# What you are asked to do
Go to the line that contains "Target: white collared shirt" and extract it along with every line after it, exactly, through the end of the data below.

---------- Data supplied ----------

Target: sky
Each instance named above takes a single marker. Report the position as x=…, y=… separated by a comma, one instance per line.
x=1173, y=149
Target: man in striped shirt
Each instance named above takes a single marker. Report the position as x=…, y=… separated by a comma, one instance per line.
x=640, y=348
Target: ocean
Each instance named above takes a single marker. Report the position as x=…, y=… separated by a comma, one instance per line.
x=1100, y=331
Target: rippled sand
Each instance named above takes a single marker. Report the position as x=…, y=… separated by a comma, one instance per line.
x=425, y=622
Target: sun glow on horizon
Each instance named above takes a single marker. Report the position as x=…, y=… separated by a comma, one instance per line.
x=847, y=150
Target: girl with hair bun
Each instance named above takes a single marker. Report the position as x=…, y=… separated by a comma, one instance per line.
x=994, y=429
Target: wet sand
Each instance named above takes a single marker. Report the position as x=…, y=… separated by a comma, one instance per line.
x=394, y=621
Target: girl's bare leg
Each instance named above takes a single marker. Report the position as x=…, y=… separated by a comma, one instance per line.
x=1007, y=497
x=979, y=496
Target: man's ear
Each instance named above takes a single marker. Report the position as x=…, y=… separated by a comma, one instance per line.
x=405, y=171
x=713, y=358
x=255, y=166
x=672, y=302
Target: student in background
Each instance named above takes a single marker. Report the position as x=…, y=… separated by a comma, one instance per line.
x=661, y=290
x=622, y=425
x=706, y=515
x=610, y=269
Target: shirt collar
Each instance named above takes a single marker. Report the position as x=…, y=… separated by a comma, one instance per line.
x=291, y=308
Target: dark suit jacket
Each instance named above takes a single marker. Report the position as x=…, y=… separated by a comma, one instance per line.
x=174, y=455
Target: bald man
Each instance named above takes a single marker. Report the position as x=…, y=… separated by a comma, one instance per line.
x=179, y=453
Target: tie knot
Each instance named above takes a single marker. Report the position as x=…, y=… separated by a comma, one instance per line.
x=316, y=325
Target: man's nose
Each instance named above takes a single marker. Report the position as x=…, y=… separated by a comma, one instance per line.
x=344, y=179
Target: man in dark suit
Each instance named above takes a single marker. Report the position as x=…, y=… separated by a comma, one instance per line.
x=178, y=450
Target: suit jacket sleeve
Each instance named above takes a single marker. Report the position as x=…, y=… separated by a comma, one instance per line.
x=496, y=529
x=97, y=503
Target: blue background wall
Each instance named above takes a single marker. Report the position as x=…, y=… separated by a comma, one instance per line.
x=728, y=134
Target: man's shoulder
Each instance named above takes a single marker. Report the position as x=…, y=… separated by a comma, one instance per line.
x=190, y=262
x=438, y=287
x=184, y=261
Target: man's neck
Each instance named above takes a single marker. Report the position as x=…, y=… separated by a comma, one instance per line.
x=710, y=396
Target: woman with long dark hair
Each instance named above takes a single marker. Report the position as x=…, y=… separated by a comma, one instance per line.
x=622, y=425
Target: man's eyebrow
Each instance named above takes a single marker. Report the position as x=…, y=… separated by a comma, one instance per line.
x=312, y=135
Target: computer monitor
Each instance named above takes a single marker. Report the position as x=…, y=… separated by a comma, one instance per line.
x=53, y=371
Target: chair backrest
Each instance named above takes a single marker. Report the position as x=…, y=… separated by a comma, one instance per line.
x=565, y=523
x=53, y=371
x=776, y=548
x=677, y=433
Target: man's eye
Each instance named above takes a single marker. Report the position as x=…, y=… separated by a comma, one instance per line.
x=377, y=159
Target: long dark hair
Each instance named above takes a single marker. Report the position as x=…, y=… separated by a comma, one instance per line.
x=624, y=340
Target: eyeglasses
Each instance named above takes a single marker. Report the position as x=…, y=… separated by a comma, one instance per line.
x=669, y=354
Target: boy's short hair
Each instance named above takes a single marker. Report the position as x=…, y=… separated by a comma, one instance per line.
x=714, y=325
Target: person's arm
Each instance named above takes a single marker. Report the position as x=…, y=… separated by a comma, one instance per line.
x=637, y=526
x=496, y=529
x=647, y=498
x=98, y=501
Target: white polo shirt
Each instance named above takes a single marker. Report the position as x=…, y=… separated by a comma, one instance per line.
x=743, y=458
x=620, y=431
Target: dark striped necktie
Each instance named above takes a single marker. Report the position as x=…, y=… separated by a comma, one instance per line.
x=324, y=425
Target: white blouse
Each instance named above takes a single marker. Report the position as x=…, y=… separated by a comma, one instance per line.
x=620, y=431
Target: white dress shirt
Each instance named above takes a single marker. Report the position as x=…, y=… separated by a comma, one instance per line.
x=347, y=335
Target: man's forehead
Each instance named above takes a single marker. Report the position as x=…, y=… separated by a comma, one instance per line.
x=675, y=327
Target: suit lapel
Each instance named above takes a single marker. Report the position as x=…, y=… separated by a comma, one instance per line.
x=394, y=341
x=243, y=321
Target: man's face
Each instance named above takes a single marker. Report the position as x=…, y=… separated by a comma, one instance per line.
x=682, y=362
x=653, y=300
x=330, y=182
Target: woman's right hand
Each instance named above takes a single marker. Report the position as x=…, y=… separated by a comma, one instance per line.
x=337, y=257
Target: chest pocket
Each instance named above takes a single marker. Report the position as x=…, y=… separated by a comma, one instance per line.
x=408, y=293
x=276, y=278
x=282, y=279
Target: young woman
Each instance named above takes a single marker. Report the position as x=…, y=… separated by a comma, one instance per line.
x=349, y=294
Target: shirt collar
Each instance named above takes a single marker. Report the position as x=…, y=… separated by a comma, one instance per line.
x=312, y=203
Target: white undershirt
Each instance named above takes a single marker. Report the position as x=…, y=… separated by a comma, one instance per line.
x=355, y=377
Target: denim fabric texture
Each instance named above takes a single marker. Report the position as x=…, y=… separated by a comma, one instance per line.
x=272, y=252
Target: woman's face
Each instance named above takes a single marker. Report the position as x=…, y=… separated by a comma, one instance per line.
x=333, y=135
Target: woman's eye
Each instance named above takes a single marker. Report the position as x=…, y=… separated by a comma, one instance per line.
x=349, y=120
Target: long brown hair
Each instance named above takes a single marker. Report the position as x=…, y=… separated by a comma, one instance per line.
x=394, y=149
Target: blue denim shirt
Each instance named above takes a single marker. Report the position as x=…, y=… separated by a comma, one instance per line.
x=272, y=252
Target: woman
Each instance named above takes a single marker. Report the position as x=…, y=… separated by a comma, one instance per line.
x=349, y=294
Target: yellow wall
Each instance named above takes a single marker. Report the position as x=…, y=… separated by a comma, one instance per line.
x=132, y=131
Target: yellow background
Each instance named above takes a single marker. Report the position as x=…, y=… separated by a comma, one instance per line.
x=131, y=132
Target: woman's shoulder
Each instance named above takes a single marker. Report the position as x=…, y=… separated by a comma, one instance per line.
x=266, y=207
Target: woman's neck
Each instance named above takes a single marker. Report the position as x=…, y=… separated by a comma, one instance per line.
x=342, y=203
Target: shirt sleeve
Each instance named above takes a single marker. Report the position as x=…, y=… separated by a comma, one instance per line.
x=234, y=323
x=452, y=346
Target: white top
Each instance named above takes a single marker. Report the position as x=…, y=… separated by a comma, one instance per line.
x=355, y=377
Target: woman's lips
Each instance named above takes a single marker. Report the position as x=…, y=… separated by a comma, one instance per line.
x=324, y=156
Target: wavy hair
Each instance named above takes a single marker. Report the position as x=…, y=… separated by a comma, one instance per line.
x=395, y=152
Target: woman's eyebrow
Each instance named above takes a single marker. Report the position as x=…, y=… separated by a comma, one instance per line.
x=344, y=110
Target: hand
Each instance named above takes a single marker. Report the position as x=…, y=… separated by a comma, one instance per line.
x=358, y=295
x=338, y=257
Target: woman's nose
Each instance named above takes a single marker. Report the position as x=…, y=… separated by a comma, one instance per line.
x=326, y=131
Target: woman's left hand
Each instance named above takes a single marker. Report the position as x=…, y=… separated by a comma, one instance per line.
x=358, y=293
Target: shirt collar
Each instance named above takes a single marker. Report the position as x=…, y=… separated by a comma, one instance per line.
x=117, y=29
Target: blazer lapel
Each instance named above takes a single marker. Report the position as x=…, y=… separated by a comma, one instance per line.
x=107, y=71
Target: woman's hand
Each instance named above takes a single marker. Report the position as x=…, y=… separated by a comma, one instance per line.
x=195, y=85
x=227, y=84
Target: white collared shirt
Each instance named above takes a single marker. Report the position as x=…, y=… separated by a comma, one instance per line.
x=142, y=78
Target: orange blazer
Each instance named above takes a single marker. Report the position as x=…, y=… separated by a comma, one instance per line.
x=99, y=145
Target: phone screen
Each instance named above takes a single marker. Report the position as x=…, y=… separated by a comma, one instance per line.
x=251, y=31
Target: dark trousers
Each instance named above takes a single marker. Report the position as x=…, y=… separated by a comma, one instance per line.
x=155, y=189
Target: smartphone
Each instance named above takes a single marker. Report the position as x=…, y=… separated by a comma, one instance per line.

----------

# Completed exercise
Target: white collared shirt
Each instance named above takes a single marker. Report the position as x=…, y=… separated by a comma, one instance per line.
x=142, y=78
Target: orange blazer
Each instance named above takes a single marker. Report the position as x=…, y=… separated by a comma, one instance per line.
x=99, y=145
Target: phone screen
Each instance named above takes a single marker. Report the position as x=…, y=… separated by a comma, one instance per line.
x=251, y=31
Target: dark trousers
Each instance named above takes a single marker. Report the position as x=…, y=… separated by a comma, one instance per line.
x=155, y=189
Target: smartphone
Each instance named above takes a single marker. Report the position as x=…, y=… separated by a comma, one instance per line.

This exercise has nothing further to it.